* RECORDS FOR THIS EXERCISE
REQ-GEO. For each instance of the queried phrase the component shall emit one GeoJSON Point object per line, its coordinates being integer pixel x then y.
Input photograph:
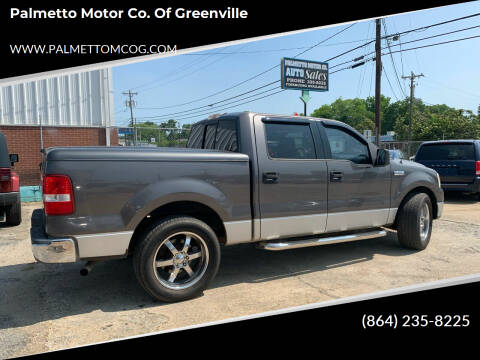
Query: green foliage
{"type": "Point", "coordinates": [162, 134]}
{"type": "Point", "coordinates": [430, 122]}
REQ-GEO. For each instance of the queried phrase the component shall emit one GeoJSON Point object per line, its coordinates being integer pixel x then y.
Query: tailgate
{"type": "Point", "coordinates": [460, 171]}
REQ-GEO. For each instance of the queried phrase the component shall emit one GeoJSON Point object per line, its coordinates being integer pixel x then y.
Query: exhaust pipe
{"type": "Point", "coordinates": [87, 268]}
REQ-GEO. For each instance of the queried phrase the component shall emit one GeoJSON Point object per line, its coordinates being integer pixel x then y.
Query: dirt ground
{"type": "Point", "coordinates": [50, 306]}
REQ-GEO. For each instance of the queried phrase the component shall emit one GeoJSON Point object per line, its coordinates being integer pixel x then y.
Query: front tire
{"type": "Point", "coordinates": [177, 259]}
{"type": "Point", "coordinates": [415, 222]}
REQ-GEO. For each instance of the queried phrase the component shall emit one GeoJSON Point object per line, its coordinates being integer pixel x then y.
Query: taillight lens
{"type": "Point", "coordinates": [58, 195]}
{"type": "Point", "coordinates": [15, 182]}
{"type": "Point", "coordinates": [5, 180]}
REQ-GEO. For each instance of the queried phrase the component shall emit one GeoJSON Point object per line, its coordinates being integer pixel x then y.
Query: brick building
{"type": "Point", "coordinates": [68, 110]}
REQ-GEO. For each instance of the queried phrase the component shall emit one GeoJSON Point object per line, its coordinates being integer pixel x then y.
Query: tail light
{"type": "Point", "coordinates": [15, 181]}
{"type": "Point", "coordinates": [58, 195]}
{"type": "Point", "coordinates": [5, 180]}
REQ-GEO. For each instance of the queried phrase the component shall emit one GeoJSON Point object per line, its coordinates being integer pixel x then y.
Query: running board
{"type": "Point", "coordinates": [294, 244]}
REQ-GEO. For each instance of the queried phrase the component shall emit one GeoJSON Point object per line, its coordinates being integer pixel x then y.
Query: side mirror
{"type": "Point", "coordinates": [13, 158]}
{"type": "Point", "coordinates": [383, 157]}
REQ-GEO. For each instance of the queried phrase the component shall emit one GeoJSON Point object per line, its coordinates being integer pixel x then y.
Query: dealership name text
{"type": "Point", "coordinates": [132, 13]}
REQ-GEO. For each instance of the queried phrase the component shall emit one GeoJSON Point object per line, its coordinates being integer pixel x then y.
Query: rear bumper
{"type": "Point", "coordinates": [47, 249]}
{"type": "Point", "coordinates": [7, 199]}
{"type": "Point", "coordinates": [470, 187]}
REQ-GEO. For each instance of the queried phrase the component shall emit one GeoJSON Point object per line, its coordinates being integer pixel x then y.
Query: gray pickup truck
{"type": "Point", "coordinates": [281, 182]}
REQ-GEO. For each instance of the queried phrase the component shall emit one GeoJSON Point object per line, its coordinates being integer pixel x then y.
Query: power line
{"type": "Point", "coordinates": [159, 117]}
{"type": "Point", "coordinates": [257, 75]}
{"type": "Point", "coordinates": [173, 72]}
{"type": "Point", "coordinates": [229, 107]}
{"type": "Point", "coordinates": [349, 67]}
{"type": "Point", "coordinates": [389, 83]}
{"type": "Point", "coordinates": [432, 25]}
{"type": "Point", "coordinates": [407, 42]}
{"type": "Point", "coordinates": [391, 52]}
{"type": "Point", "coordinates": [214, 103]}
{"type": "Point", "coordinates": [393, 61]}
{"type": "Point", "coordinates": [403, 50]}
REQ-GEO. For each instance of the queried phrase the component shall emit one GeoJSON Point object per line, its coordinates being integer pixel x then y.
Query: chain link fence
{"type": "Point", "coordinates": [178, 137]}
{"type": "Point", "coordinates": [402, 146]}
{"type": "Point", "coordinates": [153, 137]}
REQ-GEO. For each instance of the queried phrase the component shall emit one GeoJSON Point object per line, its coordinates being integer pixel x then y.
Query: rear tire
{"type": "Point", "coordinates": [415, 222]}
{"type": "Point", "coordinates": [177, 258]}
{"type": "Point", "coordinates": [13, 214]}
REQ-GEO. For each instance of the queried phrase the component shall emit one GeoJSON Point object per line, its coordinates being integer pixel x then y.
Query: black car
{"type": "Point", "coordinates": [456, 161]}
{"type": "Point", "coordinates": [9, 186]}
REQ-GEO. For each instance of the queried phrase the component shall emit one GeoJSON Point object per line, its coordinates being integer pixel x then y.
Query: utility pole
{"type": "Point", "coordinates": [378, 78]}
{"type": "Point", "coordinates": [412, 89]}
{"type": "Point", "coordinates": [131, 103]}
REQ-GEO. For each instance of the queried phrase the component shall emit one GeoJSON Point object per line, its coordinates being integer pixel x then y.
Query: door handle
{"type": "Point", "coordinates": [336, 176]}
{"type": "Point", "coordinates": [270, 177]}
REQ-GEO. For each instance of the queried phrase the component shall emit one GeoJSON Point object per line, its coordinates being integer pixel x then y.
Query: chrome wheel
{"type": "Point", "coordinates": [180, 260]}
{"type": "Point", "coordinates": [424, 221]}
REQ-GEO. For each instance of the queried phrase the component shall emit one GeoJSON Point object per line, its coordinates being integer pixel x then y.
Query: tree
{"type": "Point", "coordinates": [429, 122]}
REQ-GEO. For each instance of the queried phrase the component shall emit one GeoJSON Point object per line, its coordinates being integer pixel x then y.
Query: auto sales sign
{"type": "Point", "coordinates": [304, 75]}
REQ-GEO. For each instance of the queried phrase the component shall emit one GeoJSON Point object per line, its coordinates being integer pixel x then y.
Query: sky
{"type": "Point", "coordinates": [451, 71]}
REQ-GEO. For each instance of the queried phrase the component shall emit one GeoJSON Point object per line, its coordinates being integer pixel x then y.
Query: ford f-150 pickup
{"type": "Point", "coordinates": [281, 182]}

---

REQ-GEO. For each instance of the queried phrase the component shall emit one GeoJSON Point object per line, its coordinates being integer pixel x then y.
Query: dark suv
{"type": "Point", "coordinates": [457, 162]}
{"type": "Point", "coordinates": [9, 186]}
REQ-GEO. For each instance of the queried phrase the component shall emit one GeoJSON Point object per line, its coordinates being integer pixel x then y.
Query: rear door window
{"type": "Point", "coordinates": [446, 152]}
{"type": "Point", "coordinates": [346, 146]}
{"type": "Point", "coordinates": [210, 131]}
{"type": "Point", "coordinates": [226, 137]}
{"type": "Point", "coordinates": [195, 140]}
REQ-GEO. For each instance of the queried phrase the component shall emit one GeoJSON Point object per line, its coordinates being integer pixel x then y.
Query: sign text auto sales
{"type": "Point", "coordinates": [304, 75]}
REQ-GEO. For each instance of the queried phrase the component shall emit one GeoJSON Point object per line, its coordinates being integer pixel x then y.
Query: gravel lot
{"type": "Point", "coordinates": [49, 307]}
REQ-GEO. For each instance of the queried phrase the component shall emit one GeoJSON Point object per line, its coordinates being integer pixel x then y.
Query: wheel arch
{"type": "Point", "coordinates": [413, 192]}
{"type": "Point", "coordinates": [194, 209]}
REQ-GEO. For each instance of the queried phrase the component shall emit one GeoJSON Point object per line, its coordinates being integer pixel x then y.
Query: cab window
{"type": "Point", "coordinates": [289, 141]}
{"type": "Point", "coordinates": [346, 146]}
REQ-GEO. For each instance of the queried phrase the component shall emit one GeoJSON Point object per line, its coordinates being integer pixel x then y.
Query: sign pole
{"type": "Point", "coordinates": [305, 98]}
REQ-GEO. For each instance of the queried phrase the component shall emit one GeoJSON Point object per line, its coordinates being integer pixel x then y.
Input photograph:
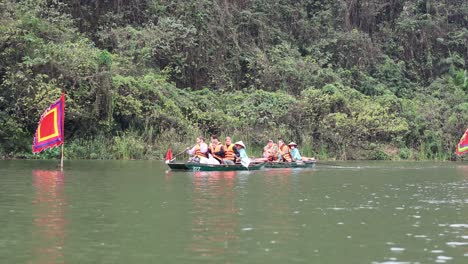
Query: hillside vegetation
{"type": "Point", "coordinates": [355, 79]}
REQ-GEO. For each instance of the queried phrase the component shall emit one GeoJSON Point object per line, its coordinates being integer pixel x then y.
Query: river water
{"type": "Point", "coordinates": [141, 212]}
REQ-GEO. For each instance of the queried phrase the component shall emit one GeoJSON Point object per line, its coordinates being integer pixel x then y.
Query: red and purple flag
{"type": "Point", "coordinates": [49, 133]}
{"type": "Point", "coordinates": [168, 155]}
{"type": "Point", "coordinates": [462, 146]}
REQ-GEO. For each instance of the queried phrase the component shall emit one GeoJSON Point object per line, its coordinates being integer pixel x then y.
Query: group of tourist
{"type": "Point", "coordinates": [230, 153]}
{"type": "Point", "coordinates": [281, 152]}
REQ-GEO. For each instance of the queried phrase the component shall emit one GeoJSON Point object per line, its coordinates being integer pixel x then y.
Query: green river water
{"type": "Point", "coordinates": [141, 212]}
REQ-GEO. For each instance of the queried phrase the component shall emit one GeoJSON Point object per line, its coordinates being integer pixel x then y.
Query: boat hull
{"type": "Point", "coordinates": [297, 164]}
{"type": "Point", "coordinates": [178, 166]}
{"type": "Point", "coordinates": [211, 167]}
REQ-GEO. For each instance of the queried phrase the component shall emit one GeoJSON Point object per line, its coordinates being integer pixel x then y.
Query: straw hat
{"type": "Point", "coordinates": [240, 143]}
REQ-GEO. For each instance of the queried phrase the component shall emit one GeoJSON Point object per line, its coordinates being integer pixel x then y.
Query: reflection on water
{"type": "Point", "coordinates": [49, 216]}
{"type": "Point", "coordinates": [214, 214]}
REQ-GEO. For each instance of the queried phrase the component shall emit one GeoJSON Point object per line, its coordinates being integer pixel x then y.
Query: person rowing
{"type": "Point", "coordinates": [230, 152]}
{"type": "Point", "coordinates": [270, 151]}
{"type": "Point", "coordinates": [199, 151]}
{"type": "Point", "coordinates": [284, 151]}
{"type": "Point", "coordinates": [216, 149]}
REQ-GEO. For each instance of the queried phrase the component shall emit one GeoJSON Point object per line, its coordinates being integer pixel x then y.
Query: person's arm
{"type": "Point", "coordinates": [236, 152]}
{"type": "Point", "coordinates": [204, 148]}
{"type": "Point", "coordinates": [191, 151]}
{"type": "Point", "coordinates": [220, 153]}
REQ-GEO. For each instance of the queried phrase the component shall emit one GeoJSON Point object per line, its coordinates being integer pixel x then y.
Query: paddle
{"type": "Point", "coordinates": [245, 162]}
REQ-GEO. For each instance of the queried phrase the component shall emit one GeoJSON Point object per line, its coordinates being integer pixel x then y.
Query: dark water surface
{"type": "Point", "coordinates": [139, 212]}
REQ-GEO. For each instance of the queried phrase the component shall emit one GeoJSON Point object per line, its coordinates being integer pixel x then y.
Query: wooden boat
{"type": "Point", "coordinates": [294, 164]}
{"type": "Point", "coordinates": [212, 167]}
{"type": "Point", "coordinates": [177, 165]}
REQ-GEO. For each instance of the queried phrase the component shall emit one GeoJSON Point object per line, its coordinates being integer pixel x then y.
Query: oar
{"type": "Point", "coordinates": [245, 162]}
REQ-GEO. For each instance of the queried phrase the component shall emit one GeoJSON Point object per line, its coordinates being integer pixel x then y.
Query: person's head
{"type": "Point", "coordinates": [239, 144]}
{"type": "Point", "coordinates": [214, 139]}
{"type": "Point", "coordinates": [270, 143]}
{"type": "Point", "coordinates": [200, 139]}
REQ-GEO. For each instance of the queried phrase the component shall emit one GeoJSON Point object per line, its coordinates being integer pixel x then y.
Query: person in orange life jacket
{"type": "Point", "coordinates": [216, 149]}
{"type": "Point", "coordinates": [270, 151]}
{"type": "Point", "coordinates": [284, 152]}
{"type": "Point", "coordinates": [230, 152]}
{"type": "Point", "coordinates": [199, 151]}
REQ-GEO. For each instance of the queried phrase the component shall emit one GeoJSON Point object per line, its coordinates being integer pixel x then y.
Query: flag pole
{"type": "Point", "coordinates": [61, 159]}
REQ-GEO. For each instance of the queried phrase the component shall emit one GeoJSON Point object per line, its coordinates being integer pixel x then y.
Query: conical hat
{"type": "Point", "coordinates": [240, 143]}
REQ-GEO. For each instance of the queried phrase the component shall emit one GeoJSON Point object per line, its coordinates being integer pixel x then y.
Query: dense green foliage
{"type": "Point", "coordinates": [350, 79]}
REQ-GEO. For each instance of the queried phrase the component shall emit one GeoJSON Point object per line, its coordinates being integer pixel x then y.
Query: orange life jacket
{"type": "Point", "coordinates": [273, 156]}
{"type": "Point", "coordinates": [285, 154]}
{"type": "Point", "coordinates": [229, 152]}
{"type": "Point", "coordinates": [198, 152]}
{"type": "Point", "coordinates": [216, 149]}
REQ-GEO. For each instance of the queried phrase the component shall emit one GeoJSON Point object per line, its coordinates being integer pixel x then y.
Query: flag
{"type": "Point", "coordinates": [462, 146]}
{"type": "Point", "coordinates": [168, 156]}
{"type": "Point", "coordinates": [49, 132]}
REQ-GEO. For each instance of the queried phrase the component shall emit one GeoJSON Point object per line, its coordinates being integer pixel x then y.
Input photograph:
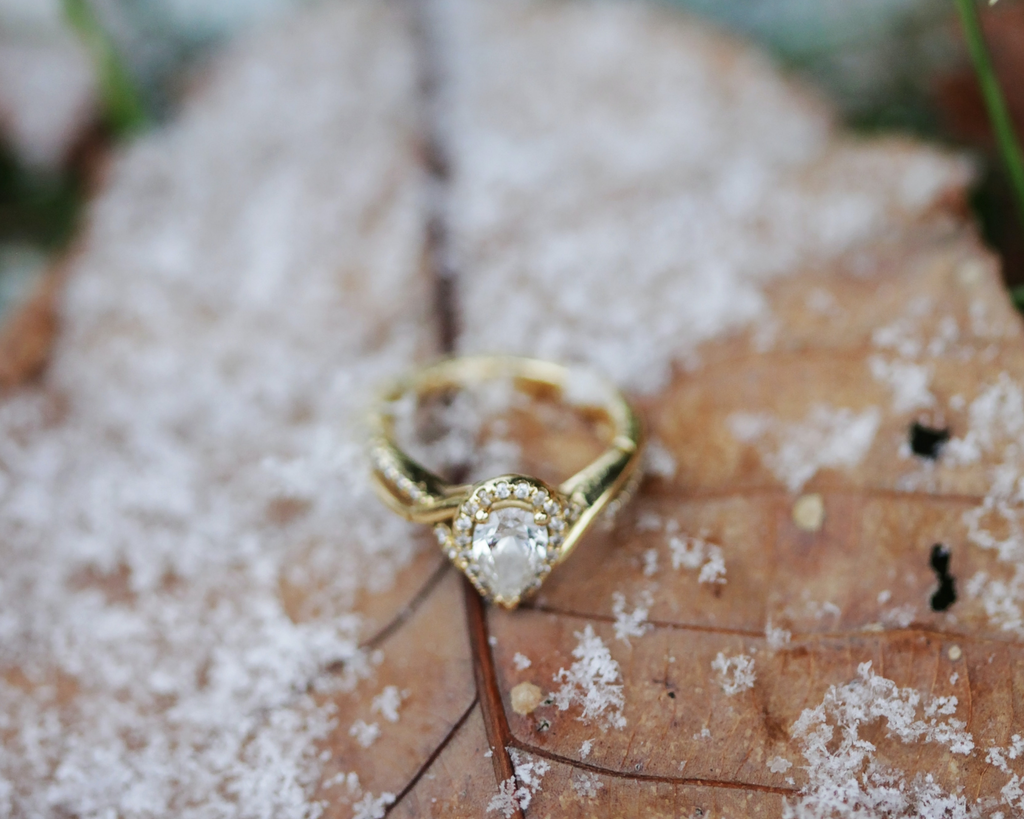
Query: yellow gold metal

* REQUIRED WORK
Count the lines in the data above that contain the string "sales", treating uppercase and lowercase as different, and reply with only that number.

* EXPECTED ANSWER
2